What are the lines, written out exactly, from the one containing "Place one point on every instance of the white sneaker" to the end of the entries below? Include both ends and nothing more.
━━ Provided records ━━
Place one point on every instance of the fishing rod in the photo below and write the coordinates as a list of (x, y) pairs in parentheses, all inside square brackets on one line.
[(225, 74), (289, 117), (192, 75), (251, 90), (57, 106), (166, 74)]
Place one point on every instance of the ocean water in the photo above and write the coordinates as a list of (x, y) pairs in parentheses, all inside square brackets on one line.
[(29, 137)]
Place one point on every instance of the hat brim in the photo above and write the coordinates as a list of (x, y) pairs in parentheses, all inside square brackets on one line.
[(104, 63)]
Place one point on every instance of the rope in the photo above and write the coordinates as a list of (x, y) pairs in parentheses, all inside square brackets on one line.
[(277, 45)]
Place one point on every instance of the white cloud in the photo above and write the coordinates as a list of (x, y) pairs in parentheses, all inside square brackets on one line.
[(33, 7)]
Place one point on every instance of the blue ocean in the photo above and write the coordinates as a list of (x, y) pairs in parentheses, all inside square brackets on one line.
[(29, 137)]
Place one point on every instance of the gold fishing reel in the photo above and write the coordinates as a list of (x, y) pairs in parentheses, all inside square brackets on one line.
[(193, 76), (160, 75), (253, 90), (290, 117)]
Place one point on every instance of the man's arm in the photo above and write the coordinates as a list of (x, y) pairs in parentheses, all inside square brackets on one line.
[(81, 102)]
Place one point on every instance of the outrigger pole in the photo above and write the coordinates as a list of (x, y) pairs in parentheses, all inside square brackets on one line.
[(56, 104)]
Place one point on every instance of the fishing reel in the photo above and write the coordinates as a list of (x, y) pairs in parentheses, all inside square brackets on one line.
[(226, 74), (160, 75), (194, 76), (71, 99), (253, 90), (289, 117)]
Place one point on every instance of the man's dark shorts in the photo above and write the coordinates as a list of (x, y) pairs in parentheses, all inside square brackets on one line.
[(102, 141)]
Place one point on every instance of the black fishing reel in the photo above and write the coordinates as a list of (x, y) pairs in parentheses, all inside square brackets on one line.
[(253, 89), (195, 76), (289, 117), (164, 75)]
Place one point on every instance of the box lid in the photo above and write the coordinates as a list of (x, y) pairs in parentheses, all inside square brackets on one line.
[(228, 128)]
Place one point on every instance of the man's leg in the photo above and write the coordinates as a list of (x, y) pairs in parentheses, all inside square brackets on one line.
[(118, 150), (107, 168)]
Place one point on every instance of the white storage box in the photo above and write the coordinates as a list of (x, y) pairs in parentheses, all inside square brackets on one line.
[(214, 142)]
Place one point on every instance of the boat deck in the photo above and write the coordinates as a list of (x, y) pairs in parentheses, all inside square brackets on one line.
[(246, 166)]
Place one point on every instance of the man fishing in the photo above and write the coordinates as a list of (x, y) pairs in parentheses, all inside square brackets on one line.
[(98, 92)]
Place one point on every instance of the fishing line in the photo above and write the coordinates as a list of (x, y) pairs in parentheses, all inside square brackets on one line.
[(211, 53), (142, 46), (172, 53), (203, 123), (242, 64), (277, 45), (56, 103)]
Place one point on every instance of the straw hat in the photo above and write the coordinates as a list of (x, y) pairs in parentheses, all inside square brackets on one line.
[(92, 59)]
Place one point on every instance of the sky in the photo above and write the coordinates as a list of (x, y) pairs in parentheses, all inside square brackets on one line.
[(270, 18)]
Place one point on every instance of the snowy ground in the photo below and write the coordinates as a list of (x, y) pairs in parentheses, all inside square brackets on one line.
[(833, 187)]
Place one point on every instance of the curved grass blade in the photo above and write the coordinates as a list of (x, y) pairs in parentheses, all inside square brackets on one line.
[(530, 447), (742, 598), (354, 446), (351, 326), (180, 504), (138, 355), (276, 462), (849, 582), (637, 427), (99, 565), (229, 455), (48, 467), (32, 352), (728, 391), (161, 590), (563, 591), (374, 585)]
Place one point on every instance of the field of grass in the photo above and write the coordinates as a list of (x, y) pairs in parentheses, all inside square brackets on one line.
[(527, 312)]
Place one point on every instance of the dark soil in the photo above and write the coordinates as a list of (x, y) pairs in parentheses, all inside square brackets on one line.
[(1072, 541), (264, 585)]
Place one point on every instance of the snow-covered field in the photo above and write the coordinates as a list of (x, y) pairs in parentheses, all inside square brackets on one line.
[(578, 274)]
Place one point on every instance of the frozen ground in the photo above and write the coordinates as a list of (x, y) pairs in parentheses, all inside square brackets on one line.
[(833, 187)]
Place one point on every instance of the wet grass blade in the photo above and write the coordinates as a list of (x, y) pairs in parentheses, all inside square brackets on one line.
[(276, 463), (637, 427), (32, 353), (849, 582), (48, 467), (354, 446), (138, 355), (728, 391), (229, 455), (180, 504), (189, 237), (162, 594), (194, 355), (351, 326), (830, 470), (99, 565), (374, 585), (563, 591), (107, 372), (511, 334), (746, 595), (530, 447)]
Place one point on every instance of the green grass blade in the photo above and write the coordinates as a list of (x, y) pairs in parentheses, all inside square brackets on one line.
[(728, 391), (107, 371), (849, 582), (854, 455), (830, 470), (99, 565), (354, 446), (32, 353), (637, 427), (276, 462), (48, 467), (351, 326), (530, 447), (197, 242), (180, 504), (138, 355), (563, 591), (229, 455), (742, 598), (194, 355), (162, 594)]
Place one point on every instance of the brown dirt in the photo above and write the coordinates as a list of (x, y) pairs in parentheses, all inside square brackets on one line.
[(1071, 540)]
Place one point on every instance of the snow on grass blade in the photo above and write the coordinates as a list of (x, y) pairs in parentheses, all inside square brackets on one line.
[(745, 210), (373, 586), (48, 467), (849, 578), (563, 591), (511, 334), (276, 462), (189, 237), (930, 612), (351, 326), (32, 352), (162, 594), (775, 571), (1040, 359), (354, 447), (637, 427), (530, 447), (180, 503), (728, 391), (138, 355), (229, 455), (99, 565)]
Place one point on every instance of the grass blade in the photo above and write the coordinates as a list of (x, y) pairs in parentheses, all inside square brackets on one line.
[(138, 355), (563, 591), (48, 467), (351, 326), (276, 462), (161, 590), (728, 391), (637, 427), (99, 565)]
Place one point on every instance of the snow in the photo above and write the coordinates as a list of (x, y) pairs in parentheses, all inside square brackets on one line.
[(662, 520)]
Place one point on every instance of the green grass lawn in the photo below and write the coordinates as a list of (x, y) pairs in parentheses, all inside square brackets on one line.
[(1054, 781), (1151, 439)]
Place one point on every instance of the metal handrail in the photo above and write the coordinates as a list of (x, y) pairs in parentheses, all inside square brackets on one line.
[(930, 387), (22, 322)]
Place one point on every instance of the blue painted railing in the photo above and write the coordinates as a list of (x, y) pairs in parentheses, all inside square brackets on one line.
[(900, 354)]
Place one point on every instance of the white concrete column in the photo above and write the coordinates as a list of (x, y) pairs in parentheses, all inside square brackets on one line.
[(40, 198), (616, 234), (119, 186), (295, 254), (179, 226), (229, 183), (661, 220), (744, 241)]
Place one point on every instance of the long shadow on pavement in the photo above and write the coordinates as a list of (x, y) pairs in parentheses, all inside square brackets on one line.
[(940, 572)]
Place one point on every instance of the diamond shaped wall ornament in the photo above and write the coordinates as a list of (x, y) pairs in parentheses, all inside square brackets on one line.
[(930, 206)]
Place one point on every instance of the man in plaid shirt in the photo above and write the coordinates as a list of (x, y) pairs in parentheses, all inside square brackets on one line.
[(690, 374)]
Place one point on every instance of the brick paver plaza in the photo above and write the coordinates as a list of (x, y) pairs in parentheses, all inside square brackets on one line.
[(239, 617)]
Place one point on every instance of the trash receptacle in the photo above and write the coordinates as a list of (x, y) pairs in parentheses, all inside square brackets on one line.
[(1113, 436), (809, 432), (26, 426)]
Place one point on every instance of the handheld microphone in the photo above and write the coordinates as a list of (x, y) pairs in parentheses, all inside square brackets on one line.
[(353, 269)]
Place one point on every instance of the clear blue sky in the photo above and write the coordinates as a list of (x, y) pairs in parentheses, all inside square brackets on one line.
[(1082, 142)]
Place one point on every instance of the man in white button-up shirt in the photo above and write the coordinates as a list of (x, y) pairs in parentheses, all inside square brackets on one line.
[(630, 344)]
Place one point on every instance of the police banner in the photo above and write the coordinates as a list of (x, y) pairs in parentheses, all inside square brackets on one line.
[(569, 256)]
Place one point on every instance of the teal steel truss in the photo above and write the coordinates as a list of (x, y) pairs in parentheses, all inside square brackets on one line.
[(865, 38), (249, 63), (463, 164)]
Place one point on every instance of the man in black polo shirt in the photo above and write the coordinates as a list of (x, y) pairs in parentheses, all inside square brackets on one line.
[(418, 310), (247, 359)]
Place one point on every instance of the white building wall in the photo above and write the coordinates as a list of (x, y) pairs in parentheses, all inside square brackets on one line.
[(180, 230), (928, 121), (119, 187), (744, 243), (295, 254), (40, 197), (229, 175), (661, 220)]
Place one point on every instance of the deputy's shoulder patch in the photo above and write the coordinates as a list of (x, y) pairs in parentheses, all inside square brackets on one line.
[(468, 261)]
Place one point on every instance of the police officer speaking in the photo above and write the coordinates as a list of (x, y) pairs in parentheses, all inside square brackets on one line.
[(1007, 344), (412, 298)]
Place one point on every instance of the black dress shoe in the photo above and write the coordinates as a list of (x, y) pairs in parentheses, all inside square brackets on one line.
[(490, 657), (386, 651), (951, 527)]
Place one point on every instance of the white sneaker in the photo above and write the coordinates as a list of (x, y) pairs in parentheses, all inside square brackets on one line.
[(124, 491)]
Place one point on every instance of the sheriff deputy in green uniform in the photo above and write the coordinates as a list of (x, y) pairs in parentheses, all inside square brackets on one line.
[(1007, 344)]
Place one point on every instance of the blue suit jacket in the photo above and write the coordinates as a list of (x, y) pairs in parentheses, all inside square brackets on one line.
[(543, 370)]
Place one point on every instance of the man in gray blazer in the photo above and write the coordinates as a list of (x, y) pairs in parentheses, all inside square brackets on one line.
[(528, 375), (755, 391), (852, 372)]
━━━
* The answer:
Place one point on every instance of the white sneaker in the photo above and write the coordinates as a list of (x, y) pairs in parentheses, all inside square brackets on one line.
[(124, 491)]
Place one point on every instance of the sheriff deputy in green uniform in the photo above and write the coordinates as a list of (x, y) pairs in parentheses, all inside square brackets on one line.
[(1007, 344)]
Place one point on every instance of the blue suit jacket in the photo above and write the coordinates as a list of (x, y) pairs in parentheses, all inside square brackets on one line.
[(543, 370)]
Place one point on every instance of the man in gray blazer in the photo above and write the coordinates as a list of (x, y) pairs in parentheses, all inside square brackets on one line.
[(528, 375), (755, 391), (852, 372)]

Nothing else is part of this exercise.